* **EXTRAIT FOURNI**
'''

Ensuite, en corrélant le miracle à l’amour, le film nous rappelle ce qu’une certaine apologétique a longtemps trop minimisé. Assurément, « les miracles du Christ et des saints (cf. Mc 16,20 ; He 2,4), les prophéties, la propagation et la sainteté de l’Église, sa fécondité et sa stabilité ‘sont des signes certains de la Révélation, adaptés à l’intelligence de tous’, des ‘motifs de crédibilité’ qui montrent que l’assentiment de la foi n’est ‘nullement un mouvement aveugle de l’esprit’ » (Catéchisme de l’Église catholique, n. 156. Citant le Concile Vatican I). Mais, en son contenu, en sa cause et en sa finalité ultime, le miracle est un signe de l’amour divin. En effet, « l’amour seul est digne de foi » (Balthasar). D’ailleurs, si Christy affirme : « Les miracles sont l’amour », elle ajoute : « Les miracles sont Dieu et Dieu est pardon ».

'''

* **EXTRAITS DE DONNÉES**

'''

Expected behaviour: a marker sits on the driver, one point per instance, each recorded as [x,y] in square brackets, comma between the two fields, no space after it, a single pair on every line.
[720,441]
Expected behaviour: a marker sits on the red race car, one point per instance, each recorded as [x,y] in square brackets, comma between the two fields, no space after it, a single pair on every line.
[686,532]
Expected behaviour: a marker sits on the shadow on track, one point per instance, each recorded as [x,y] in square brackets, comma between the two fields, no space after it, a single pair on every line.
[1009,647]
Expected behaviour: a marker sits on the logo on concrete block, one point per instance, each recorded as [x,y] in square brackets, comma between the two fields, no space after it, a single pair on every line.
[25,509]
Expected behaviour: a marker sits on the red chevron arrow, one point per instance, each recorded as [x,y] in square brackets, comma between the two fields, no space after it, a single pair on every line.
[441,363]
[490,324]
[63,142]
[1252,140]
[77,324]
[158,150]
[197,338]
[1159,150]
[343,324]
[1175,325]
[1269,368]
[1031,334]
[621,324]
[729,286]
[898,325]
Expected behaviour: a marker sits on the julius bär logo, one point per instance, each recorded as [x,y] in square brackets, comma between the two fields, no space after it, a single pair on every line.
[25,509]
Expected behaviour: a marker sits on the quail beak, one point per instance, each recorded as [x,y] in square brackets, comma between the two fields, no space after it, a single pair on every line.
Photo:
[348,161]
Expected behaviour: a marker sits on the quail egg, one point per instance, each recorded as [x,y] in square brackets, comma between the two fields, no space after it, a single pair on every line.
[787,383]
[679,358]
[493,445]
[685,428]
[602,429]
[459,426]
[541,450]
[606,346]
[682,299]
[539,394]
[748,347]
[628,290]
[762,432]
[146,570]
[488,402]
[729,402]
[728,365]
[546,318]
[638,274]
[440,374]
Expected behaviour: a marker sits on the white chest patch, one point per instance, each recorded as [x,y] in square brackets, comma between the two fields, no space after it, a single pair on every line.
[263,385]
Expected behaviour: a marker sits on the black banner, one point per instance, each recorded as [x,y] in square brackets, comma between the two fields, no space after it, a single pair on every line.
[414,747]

'''

* **CONSIGNE 1**
Répondez aux questions suivantes d'après l'extrait sur le miracle et l'amour :
(a) De quel document provient la citation sur les « motifs de crédibilité », et quel concile y est cité ?
(b) À qui l'extrait attribue-t-il la phrase « l'amour seul est digne de foi » ?
(c) Qu'ajoute Christy après avoir affirmé « Les miracles sont l'amour » ?
* **CONSIGNE 2**
Indiquez si chaque affirmation concorde avec l'extrait sur le miracle et l'amour. Justifiez chaque réponse par une citation exacte.
(a) Le miracle y est présenté comme un signe de l'amour divin.
(b) Selon la citation du Catéchisme, l'assentiment de la foi est un mouvement aveugle de l'esprit.
(c) Une certaine apologétique a longtemps trop insisté sur ce que le film rappelle.
* **CONSIGNE 3**
Veuillez prolonger l'extrait sur le miracle et l'amour au-delà de sa dernière phrase.

* **RÉPONSE 1**
(a) Elle provient du Catéchisme de l'Église catholique, n. 156, qui cite le Concile Vatican I.
(b) À Balthasar.
(c) Elle ajoute : « Les miracles sont Dieu et Dieu est pardon ».

* **RÉPONSE 2**
(a) Oui : « le miracle est un signe de l’amour divin ».
(b) Non : « nullement un mouvement aveugle de l’esprit ».
(c) Non : « ce qu’une certaine apologétique a longtemps trop minimisé ».

* **RÉPONSE 3**
Enfin, si Dieu intervient avec une telle force, ce n’est pas pour forcer, mais pour toucher. Le récit des miracles de l’Évangile et ceux qui jalonnent l’histoire de l’Église (par exemple ceux de Lourdes) le montrent : Dieu ne déploie sa puissance avec une telle évidence que pour conduire à son cœur, donc à son infinie bonté, qui est la source et de la puissance et de la lumière. Le Père ne suscite des adorateurs que pour qu’ils deviennent des amateurs (au sens étymologique). Alors, l’événement ponctuel du miracle conduit à la gratitude habituelle. « C’est par les miracles que Dieu nous dit qu’il est là », témoigne Christy au terme.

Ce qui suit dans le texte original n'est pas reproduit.